_TEKS_:
——————————
Udara makin terik diposisi jam 2 siang tak mengurungkan niat saya untuk membawa langkah saya menuju toko buku Toga Mas. Tak ada uang untuk membeli buku namun kemudahan di TB yang membolehkan pengunjung untuk membaca sepuas-puasnya tanpa harus membeli membuat saya selalu keranjingan untuk datang membaca sepuasnya hingga kedua kaki terasa letih karena terus-terusan berdiri. Tak masalah. Anak kost gitu loh…sebuah alasan klasik saya kira. Toh saya sudah terbiasa membaca. Membaca apa saja yang bisa dibaca. Namun tidak semua rak saya jejali, paling banyak yah di rak majalah, rak buku-buku sosial dan filsafat, rak Sastra dan yang terakhir rak Psikologi.
Tetap dari semua yang saya baca, salah satu artikel dari penulis favorit saya, bung Seno Gumira Ajidarma, tentang catatan perjalanannya ke pulau Flores. Floreslah yang begitu menarik perhatian saya karena saya masih terbilang mempunyai darah Flores yang kental dari ayah saya yang asli suku Lio dan juga bahwa saya pernah tinggal 3 tahun selama saya bersekolah di SMA Syuradikara Ende atau bahwa Flores sudah begitu kuat di hati saya karena acapkali sedari kecil saya selalu melewati liburan sekolah di pulau Flores. Flores yang indah, Flores yang kaya, Flores yang unik, Flores yang begitu berwarna dan harum, karena Flores adalah bunga. Bunga yang begitu memikat orang kulit putih yang pertama kali mendarat di Pulau yang subur karena dilalui jalur gunung berapi sehingga konon Flores tidak lain adalah bunga itu sendiri (flowers), pulau bunga. Begitu juga yang saya kira dialami oleh bung Seno Gumira. Saya tidak tahu persis soal sejarah asal muasal nama pulau ini dan kira-kira jika benar karena alasan banyak bunga yang mereka (orang kulit putih/rohaniwan) lihat, apa gerangan bunga-bunga itu? Saya harus mengetahuinya tekad saya dalam hati.
——————————
_SOAL TERTULIS 1_: Berdasarkan teks tentang Flores, jelaskan dalam satu sampai tiga kalimat mengapa pulau itu begitu menarik perhatian penulis.
_SOAL TERTULIS 2_: Teruskan teks tentang Flores mulai dari sesudah kalimat terakhirnya.
Data ini merupakan bahan tersendiri yang terpisah dari teks.

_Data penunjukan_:
——————————
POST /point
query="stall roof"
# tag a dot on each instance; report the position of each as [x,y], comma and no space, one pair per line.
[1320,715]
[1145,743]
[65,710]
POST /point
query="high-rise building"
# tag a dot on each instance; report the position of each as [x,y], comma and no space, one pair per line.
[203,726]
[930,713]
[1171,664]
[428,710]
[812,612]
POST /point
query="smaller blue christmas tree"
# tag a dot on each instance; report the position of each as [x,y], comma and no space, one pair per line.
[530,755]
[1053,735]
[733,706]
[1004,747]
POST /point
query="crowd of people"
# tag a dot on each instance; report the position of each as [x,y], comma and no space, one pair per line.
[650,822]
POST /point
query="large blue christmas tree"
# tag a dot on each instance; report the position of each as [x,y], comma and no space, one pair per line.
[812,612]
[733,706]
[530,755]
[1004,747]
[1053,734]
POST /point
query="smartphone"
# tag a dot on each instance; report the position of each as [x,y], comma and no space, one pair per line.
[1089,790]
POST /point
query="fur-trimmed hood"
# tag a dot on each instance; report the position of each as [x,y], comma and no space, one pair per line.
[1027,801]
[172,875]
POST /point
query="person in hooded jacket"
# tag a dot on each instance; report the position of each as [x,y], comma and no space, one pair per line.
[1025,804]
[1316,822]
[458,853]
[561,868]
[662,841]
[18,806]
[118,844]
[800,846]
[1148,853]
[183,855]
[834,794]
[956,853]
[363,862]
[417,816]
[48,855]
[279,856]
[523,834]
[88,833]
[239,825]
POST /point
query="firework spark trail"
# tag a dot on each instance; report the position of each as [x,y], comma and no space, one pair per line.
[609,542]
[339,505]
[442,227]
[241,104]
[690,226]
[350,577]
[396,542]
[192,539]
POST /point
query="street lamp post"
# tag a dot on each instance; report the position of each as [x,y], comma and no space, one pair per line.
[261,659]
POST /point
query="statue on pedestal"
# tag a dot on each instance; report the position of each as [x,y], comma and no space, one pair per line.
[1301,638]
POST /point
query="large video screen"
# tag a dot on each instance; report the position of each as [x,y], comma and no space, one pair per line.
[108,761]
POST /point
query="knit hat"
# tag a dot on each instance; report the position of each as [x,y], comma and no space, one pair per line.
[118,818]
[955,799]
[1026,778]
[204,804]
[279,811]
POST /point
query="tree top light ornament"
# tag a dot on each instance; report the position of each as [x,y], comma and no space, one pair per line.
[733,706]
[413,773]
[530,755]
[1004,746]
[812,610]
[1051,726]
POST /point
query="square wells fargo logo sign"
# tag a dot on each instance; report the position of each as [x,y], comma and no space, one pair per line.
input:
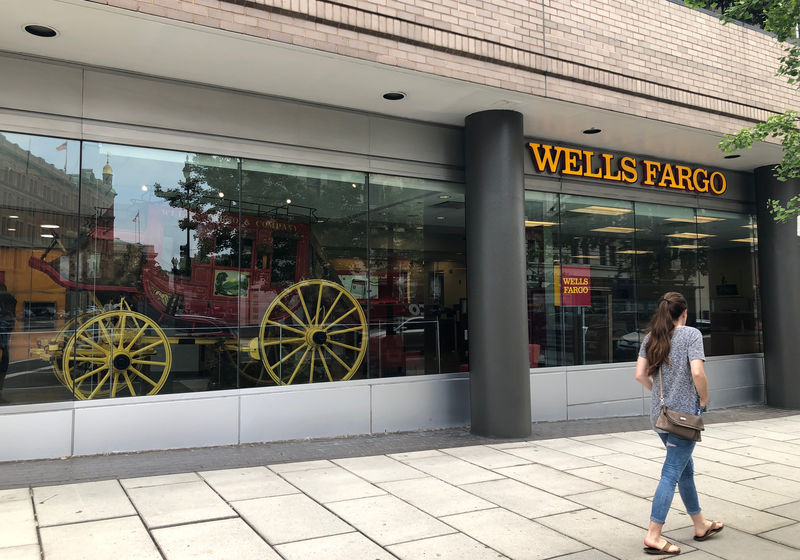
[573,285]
——————————
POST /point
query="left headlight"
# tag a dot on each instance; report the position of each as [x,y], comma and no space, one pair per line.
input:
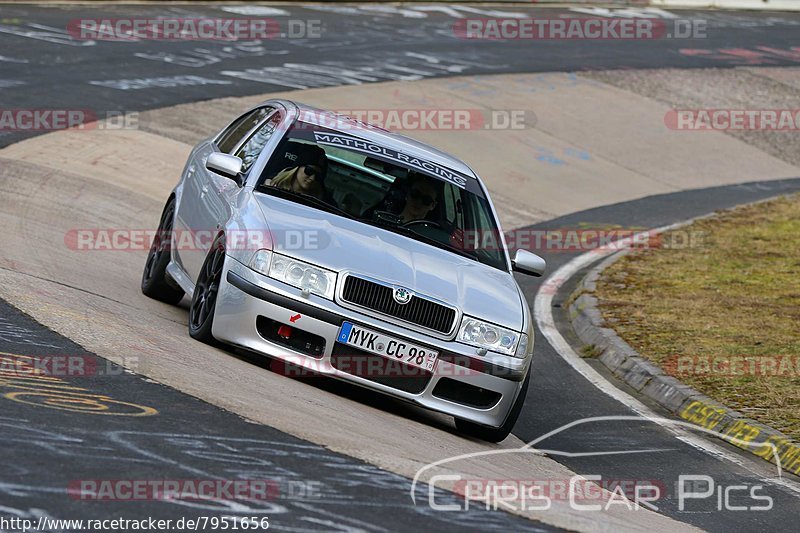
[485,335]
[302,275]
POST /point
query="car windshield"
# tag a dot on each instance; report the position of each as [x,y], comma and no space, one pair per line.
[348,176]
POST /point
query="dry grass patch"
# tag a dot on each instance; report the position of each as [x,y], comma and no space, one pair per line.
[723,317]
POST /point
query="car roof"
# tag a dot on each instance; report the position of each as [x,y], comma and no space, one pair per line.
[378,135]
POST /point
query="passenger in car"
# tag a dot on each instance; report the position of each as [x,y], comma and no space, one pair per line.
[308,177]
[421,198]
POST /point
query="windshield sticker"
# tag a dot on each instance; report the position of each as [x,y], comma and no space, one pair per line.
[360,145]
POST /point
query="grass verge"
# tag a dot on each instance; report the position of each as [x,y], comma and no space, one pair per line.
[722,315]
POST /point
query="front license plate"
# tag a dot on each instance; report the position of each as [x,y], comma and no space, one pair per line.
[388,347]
——————————
_JAWABAN TUGAS 1_: Flores menarik perhatian penulis karena ia masih berdarah Flores yang kental dari ayahnya, yang asli suku Lio. Ia juga pernah tinggal tiga tahun di sana selama bersekolah di SMA Syuradikara Ende. Selain itu, sejak kecil ia sering melewati liburan sekolah di pulau Flores.

_JAWABAN TUGAS 2_:
Tetapi tulisan Seno begitu menarik. Ia mengambarkan suasana Flores yang dijumpainya begitu berbeda seperti yang saya rasakan selama saya berada di Flores. Saya sadar bahwa persepsi setiap orang berbeda karena pengalaman masing-masing individu. Tentu saja saya sangat jauh pengalamannya dengan bung Seno. Menariknya justru tulisan Seno ini terasa unik dari saya sendiri yang adalah orang Flores itu sendiri. Misalkan saja soal cara Ia membaca keadaan bung Karno waktu dibuang selama periode 1934-138, soal pohon sukun yang konon begitu mengisnpirasikan bung Karno dalam mewujudkan cita-citanya memerdekakan Indonesia, juga sutuasi-situasi di rumah pengasingan itu.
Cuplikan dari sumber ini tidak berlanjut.